読む文章
- - -

そして、一部の科学者は炉内に黒カビが繁殖しており、それが放射性粒子を栄養源にしていることを発見した。この研究成果は、菌類が宇宙飛行士を宇宙線から守る手段としても利用できるのではないかという新たな探究につながっている。
科学者ネリ・ジダノワは1997年の現地調査の際、チェルノブイリの事故現場で黒カビを発見した。その後、土壌サンプルの分析を通じて、炉周辺の電離放射線が多種多様な菌類を引き寄せていることに気づいた。
ジダノワは、チェルノブイリ周辺で35種以上の菌類が生育しているのを確認。その中には、植物が太陽光に向かって成長するのと同様に、放射線に向かって成長する「放射線走性」の性質を持つものも含まれていた。
その後の研究により、黒色の菌類が極めて強い放射線ストレスにも耐えることができるのは、メラニンという色素の存在によるものだと明らかになった。
メラニンは人間を含む多くの生物に存在する色素であり、人間にとっては紫外線から皮膚を保護する役割を持つが、菌類においては電離放射線からの防御に機能しているようだ。
放射線をエネルギーに変換
また、研究者のエカテリーナ・ダダチョワは、菌類が放射線への曝露に適応できることを発見。菌類が放射性物質の浄化や、宇宙空間での有害な放射線からの保護に役立つ可能性についての新たな研究の道を開いた。さらに、チェルノブイリの菌類が放射線の存在下で実際に増殖を加速させることも明らかにした。メラニンを含む菌類は、電離放射線が存在する環境下で、同じ菌類が放射線に晒されていない場合よりも著しく早く成長した。
加えて、彼女の研究は菌類が放射線をエネルギー源として利用し、それによって代謝活動を促進させている可能性を示した。ダダチョワはこの現象を「放射合成」と呼び、菌類が放射線をエネルギー源として使用しているという理論を提唱した。
「重要なのは、菌類の成長培地には炭素や窒素といった基本的な元素は含まれていた一方、スクロースのようなエネルギー源は存在しておらず、電離放射線がエネルギー源の役割を果たし、メラニンがそのエネルギーを変換する媒体として機能していた点だ。これにより、菌類はそのエネルギーを代謝に利用できたのだ」
ダダチョワによると、菌類は非常に古い生物であり、「地球が磁気シールドを失い、高レベルの電離放射線に晒されていた時代を生き延びた」存在だ。
「結果、菌類は放射線から身を守るためにメラニン色素を用いる方法を進化させ、メラニンをエネルギー変換媒体として利用する術を身につけた」
さらにダダチョワの研究チームは、「特定の菌類に放射性粒子を感知させるよう『訓練』できる」ことを確認した。
ただし、放射線をエネルギーに変換するというこの仕組みが具体的にどのように働いているのかについては、未だに解明が必要である。また、すべてのメラニン含有菌が放射線源に向かって成長するわけではないことも分かっており、未解明の点が多い。

- - -

データ
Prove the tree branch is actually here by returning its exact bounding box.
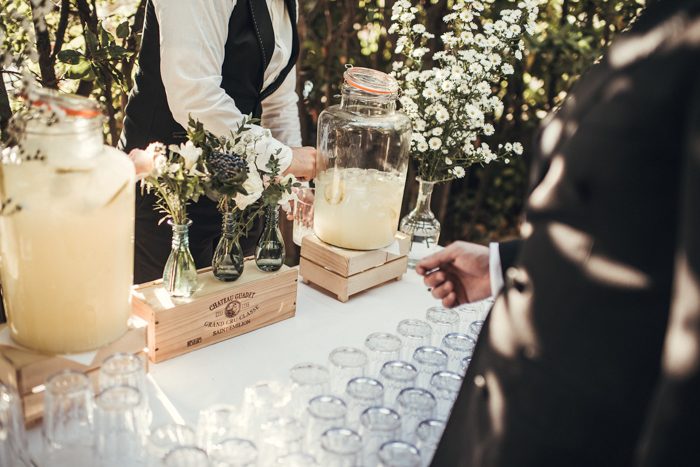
[29,2,58,89]
[51,0,70,63]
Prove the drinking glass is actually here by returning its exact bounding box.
[378,441,421,467]
[197,404,248,452]
[289,363,330,417]
[425,306,459,346]
[43,370,94,467]
[259,416,305,465]
[430,371,462,420]
[321,428,362,467]
[460,357,472,376]
[147,423,197,465]
[442,332,476,372]
[360,407,401,466]
[292,187,314,246]
[379,360,418,407]
[467,321,484,342]
[396,388,437,443]
[0,383,30,467]
[98,352,152,436]
[452,302,488,334]
[413,345,447,389]
[365,332,401,378]
[209,438,258,467]
[242,381,291,439]
[95,386,146,467]
[163,446,211,467]
[416,419,445,467]
[275,452,319,467]
[345,376,384,428]
[396,319,433,361]
[306,395,348,457]
[328,347,367,394]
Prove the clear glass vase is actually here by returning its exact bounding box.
[255,205,284,272]
[399,177,440,268]
[211,212,244,282]
[163,220,197,297]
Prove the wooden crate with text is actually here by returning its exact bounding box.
[134,261,298,362]
[299,232,411,302]
[0,318,148,426]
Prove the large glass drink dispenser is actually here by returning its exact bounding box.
[0,91,135,353]
[314,67,411,250]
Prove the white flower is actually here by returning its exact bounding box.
[169,141,202,174]
[435,105,450,123]
[233,168,265,211]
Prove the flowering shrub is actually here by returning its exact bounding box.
[389,0,538,182]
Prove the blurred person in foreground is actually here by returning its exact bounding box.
[416,1,700,467]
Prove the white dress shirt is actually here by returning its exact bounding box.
[153,0,301,170]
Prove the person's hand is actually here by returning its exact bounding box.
[283,146,316,182]
[416,242,491,307]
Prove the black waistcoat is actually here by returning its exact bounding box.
[119,0,299,151]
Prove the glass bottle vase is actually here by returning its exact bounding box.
[399,177,440,269]
[255,205,284,272]
[163,220,197,297]
[211,212,244,282]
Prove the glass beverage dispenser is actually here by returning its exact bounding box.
[314,67,411,250]
[0,90,136,353]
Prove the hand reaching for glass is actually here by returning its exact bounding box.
[416,241,491,307]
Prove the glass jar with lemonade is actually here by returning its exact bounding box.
[0,90,136,353]
[314,67,411,250]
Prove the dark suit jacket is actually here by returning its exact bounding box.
[432,1,700,467]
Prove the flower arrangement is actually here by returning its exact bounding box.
[129,117,299,235]
[389,0,538,182]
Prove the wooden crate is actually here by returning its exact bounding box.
[299,233,411,302]
[0,319,148,426]
[134,261,299,362]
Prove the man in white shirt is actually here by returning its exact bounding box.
[120,0,315,283]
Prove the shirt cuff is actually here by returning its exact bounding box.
[489,242,503,297]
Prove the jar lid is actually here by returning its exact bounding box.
[27,89,102,119]
[343,67,399,95]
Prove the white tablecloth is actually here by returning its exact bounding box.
[30,270,439,458]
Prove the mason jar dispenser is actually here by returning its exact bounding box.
[0,90,135,353]
[314,67,411,250]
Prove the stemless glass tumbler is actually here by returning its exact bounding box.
[396,388,437,443]
[328,347,368,395]
[365,332,401,378]
[321,428,362,467]
[430,371,462,420]
[413,345,447,389]
[289,363,331,417]
[441,332,476,372]
[360,407,401,466]
[306,395,348,457]
[95,386,146,467]
[379,360,418,407]
[379,441,421,467]
[425,306,459,346]
[416,419,445,467]
[345,376,384,428]
[396,319,432,361]
[43,370,95,467]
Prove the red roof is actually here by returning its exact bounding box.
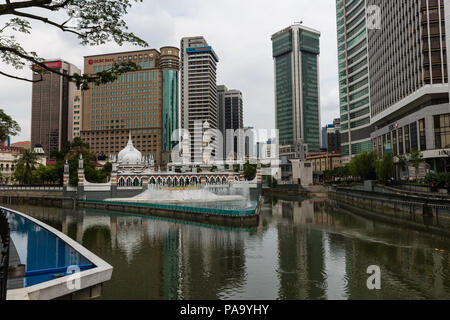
[0,145,25,151]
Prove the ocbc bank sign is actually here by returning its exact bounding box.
[88,58,114,64]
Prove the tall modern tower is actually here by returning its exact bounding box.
[224,90,245,156]
[272,24,320,159]
[81,47,180,167]
[336,0,373,162]
[180,37,219,164]
[217,85,228,158]
[217,85,245,158]
[31,59,81,156]
[367,0,450,172]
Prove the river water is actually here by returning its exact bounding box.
[8,198,450,300]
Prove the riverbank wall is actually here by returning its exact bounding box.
[328,187,450,236]
[0,187,263,228]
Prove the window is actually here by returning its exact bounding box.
[403,125,411,154]
[419,119,427,151]
[434,114,450,149]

- - -

課題の内容
#1 チェルノブイリの黒カビについての文章によると、ジダノワはチェルノブイリ周辺で何種以上の菌類が生育しているのを確認しましたか。
#2 チェルノブイリの黒カビについての文章のうち、「メラニンは人間を含む多くの生」から「た時代を生き延びた」存在だ。」までの部分を一字一句そのまま書き写してください。

課題の解答
#1 35種以上です。

#2
メラニンは人間を含む多くの生物に存在する色素であり、人間にとっては紫外線から皮膚を保護する役割を持つが、菌類においては電離放射線からの防御に機能しているようだ。
放射線をエネルギーに変換
また、研究者のエカテリーナ・ダダチョワは、菌類が放射線への曝露に適応できることを発見。菌類が放射性物質の浄化や、宇宙空間での有害な放射線からの保護に役立つ可能性についての新たな研究の道を開いた。さらに、チェルノブイリの菌類が放射線の存在下で実際に増殖を加速させることも明らかにした。メラニンを含む菌類は、電離放射線が存在する環境下で、同じ菌類が放射線に晒されていない場合よりも著しく早く成長した。
加えて、彼女の研究は菌類が放射線をエネルギー源として利用し、それによって代謝活動を促進させている可能性を示した。ダダチョワはこの現象を「放射合成」と呼び、菌類が放射線をエネルギー源として使用しているという理論を提唱した。
「重要なのは、菌類の成長培地には炭素や窒素といった基本的な元素は含まれていた一方、スクロースのようなエネルギー源は存在しておらず、電離放射線がエネルギー源の役割を果たし、メラニンがそのエネルギーを変換する媒体として機能していた点だ。これにより、菌類はそのエネルギーを代謝に利用できたのだ」
ダダチョワによると、菌類は非常に古い生物であり、「地球が磁気シールドを失い、高レベルの電離放射線に晒されていた時代を生き延びた」存在だ。